== Written task ==
Extract the complete listing and repeat it word for word.

-- Data records start --

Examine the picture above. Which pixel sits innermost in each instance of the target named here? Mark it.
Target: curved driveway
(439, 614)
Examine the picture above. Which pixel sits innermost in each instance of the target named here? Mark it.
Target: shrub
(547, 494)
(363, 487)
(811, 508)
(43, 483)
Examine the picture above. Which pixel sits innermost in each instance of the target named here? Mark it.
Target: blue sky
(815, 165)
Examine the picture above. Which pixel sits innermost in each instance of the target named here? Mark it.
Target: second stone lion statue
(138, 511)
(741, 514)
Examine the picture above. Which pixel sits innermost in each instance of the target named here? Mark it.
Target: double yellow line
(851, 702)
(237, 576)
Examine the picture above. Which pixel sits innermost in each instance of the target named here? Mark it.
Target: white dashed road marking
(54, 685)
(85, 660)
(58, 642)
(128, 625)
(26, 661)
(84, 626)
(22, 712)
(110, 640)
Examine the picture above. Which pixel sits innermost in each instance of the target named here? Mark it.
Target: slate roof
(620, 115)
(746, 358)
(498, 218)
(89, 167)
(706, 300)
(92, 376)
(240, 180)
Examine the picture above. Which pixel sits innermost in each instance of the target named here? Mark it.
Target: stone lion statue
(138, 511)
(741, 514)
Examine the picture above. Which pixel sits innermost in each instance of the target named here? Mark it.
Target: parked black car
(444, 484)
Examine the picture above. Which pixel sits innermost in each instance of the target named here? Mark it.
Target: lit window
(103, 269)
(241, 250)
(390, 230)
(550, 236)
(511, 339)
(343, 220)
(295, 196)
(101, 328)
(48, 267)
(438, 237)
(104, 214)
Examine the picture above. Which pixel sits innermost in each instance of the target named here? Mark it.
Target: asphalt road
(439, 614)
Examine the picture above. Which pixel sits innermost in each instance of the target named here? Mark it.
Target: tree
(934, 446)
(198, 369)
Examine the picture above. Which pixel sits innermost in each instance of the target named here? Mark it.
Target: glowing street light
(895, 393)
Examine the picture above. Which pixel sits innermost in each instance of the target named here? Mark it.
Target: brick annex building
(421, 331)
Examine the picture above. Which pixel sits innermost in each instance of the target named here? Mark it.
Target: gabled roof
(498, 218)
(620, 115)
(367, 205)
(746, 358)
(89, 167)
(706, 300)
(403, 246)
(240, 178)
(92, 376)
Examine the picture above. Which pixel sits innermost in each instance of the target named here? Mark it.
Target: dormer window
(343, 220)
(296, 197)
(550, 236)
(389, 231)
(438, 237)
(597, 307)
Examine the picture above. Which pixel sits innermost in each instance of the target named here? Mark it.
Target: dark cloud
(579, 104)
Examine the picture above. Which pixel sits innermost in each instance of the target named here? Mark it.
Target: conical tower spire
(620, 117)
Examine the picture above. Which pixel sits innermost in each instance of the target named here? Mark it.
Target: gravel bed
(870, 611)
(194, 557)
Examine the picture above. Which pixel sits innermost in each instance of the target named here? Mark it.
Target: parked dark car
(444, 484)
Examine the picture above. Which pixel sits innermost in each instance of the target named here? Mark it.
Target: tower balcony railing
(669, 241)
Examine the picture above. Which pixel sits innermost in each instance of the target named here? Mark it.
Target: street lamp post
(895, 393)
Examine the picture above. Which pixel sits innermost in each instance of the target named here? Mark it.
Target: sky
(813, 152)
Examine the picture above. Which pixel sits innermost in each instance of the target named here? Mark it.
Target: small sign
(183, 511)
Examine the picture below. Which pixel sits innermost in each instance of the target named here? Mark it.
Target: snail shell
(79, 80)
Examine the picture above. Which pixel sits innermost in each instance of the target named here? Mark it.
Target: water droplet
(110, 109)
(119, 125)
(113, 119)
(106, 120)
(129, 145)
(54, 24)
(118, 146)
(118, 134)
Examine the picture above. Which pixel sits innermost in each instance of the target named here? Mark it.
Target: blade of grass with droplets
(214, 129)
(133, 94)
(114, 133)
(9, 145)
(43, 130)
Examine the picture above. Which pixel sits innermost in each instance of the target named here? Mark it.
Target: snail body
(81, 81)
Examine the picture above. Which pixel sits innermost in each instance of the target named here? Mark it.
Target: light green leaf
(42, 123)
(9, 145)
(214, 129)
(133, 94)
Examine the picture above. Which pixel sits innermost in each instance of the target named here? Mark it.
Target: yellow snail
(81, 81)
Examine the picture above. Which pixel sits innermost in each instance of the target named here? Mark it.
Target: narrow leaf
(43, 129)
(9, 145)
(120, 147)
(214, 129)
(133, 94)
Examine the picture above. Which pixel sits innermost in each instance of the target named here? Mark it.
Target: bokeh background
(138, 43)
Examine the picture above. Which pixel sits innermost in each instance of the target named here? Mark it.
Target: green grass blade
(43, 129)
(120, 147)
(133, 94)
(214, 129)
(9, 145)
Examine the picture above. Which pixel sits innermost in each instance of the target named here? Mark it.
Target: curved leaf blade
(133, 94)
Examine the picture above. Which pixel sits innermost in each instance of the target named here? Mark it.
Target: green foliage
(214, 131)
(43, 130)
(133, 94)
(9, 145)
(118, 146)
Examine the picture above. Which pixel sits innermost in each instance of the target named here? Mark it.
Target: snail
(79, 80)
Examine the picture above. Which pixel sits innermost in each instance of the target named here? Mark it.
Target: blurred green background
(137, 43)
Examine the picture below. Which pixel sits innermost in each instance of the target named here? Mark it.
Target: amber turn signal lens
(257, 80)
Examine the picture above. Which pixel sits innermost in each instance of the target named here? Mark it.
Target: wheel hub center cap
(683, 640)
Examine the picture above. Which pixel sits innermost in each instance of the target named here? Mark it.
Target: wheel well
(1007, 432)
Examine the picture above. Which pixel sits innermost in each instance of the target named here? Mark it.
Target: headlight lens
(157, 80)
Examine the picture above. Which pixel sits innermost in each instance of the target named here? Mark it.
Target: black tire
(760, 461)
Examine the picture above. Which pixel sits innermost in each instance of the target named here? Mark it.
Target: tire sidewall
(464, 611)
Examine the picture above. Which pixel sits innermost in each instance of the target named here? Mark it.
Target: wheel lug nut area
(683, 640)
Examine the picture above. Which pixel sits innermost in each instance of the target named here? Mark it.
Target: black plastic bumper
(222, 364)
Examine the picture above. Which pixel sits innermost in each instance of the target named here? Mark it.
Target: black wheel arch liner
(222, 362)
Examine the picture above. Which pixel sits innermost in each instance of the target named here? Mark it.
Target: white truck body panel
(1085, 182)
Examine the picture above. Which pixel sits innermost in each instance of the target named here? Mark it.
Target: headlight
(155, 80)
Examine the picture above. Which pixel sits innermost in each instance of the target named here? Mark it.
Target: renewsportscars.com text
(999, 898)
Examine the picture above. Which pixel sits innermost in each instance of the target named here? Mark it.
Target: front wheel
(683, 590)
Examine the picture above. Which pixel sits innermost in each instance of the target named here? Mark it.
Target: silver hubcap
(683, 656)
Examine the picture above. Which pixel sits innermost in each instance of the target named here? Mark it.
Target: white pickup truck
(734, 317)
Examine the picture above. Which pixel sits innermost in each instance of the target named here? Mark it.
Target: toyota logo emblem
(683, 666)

-- Data records end --

== Response to the exercise ==
Examine the picture above. Which pixel sits innermost in each instance of the target named here? Mark it.
Target: curved driveway
(439, 614)
Examine the picture above. Which pixel sits innermost in each instance of the target named here? Mark it.
Target: shrub
(547, 494)
(363, 487)
(811, 508)
(43, 483)
Examine the picture above. Which pixel sits innermost in each instance of the target named here? Mark it.
Target: blue sky
(815, 165)
Examine the picture above. Which pixel sits innermost in each instance of the target named here? Mark it.
Target: second stone lion statue
(138, 511)
(741, 514)
Examine the picture above. Which pixel sits innermost in each instance of the target named here? Mark it.
Target: double yellow line
(851, 702)
(237, 576)
Examine the picture above. Which pixel sits innermost in each instance of the target named here? Mark it.
Target: white dashed road marking
(54, 685)
(85, 660)
(58, 642)
(128, 625)
(26, 661)
(84, 626)
(22, 712)
(110, 640)
Examine the picture above. Which pixel sits innermost in each instance of the target named here? Mark it.
Target: slate roof
(620, 115)
(746, 358)
(498, 218)
(89, 167)
(706, 300)
(92, 376)
(240, 180)
Examine the picture above. Which pixel sits innermost in each instance of the target named here? Mark it.
Target: stone lion statue
(138, 511)
(741, 514)
Examine the picture above. Which pixel sits innermost in each instance of the target named here? Mark it.
Target: parked black car
(444, 484)
Examine the picture above. Which pixel sits innermost in each instance of the target named here? Mark it.
Target: lit window
(103, 269)
(241, 250)
(390, 230)
(550, 236)
(511, 339)
(343, 220)
(295, 196)
(101, 328)
(48, 267)
(438, 237)
(104, 214)
Examine the picture above. Which pixel sits innermost in each instance of the target named here? Mark it.
Target: asphalt road
(439, 614)
Examine the picture above. Which pixel sits innermost in each instance of the target named here? Mark it.
Target: tree
(934, 446)
(198, 369)
Examine the picture above. Which pixel sits innermost in each instance of the target named here? Mark it.
Target: glowing street light
(895, 393)
Examine the picture above. Which pixel sits innermost in each instance of the target named here? Mark it.
Target: brick annex building
(421, 331)
Examine the picture above. Which pixel sits innermost in each instance of the target named here? Mark it.
Target: gabled roof
(498, 218)
(620, 115)
(367, 205)
(746, 358)
(89, 167)
(706, 300)
(403, 246)
(240, 178)
(92, 376)
Examine the picture above. Which pixel sits innermost in each instance of the target named here? Mark it.
Target: dormer window
(343, 220)
(296, 197)
(550, 236)
(389, 231)
(438, 237)
(597, 307)
Examine the picture above. Which pixel sits innermost in each instance of the target named here? Mark it.
Target: dark cloud
(579, 104)
Examine the picture above. Which pixel sits innermost in each instance of the target named here? Mark it.
Target: conical tower spire
(620, 117)
Examine the picture above. Which pixel sits innermost in each instance of the target named here? Mark it.
Target: gravel bed
(870, 611)
(194, 557)
Examine the picture above. Which pixel sits innermost in each instance of the target named here? Mark it.
Target: parked dark car
(444, 484)
Examine the picture above. Which pixel sits innermost in each instance of the target named here? Mark it.
Target: tower balcony railing
(669, 241)
Examine the picture above. Which pixel sits innermost in each instance of the target named here? Mark it.
Target: street lamp post
(895, 393)
Examine the picture above. Which pixel sits innermost in each instance of the target named here? Mark it.
Target: sky
(813, 152)
Examine the picture above. Which pixel sits innermost in each instance of the target named here? Mark it.
Target: small sign
(183, 511)
Examine the picture below. Which pixel sits innermost in each instance of the target named here? Mark it.
Target: snail shell
(79, 80)
Examine the picture above. Which pixel sits innermost in each instance of the target named here? Mark it.
Target: water droplet
(110, 109)
(119, 125)
(113, 119)
(106, 120)
(129, 145)
(54, 24)
(118, 146)
(118, 134)
Examine the picture above. Which pixel sits innermost in each instance of the target named here? Mark it.
Target: blade of grass with droplets
(214, 129)
(133, 94)
(114, 133)
(9, 145)
(43, 130)
Examine the picture above. Which pixel sits innermost in each instance of the target named here? Mark it.
Target: snail body
(81, 81)
Examine the picture above. Which pixel sits innermost in each instance of the target named here? Mark it.
Target: light green leaf
(42, 123)
(9, 145)
(214, 129)
(133, 94)
Examine the picture above. Which pixel sits innermost in each instance of the target named here? Mark it.
Target: yellow snail
(81, 81)
Examine the picture above. Which pixel sits innermost in each instance of the target named here? Mark it.
Target: narrow leaf
(43, 129)
(9, 145)
(120, 147)
(214, 129)
(133, 94)
Examine the picture above. Which pixel sits innermost in each instance of the target named here? Mark it.
Target: bokeh background
(138, 43)
Examine the picture above. Which pixel sits innermost in each instance of the target named here? Mark it.
Target: green grass blade
(43, 129)
(120, 147)
(133, 94)
(214, 129)
(9, 145)
Examine the picture above. Which pixel sits innermost in each instance of the target named here? Mark it.
Target: curved leaf blade
(133, 94)
Examine the picture above. Which pixel sits innermost in each instance of the target named here? Mark it.
Target: green foliage
(214, 131)
(43, 130)
(133, 94)
(9, 145)
(118, 146)
Examine the picture above. Which pixel sits innermost in each instance of the target named here? Mark it.
Target: snail
(79, 80)
Examine the picture above. Which pixel sits innermost in each instance of the target named here? Mark it.
Target: blurred green background
(137, 43)
Examine the picture below. Which pixel sits innermost in each instance of the target named here? Mark it.
Target: amber turn signal lens
(257, 80)
Examine the picture above. Which pixel sits innermost in each instance of the target named here? Mark it.
Target: wheel hub center cap
(683, 640)
Examine the picture above. Which pixel sits innermost in each instance of the target named here? Mark it.
Target: wheel well
(1007, 432)
Examine the picture above. Which pixel sits innermost in each instance of the target named here? Mark it.
Target: headlight lens
(157, 80)
Examine the picture above. Which pixel sits innermost in each instance of the target named here? Mark it.
Target: black tire
(760, 461)
Examine the picture above. Which pixel sits innermost in each instance of the target named here? Mark it.
Target: tire sidewall
(464, 611)
Examine the picture above. Which pixel sits innermost in each instance of the target named here? Mark it.
Target: wheel lug nut area
(683, 640)
Examine the picture above. Which pixel sits innermost in each instance of the target named here? Mark it.
Target: black plastic bumper
(222, 364)
Examine the picture above. Which pixel sits innermost in each instance of the target named here? Mark it.
Target: black wheel arch liner
(222, 362)
Examine the picture above. Which pixel sits innermost in each instance of the target named here? Mark it.
Target: white truck body panel
(1085, 182)
Examine the picture above. Which pixel sits innermost in each instance of the target named here? Mark it.
Target: headlight
(155, 80)
Examine the picture above. Which pixel sits innermost in each instance of the target named here? Mark it.
Target: renewsportscars.com text
(999, 898)
Examine the picture above. Which pixel sits innermost in each instance of the target named here? Mark it.
Target: front wheel
(683, 590)
Examine the picture above. Which pixel sits innermost in each instance of the target named here? Mark it.
Target: silver hubcap
(683, 656)
Examine the picture above. Which pixel sits innermost in each instance of the target named here? Mark it.
Target: white pickup truck
(734, 317)
Examine the picture above. Which pixel sits innermost in each instance of the target named here? Mark it.
Target: toyota logo emblem
(683, 666)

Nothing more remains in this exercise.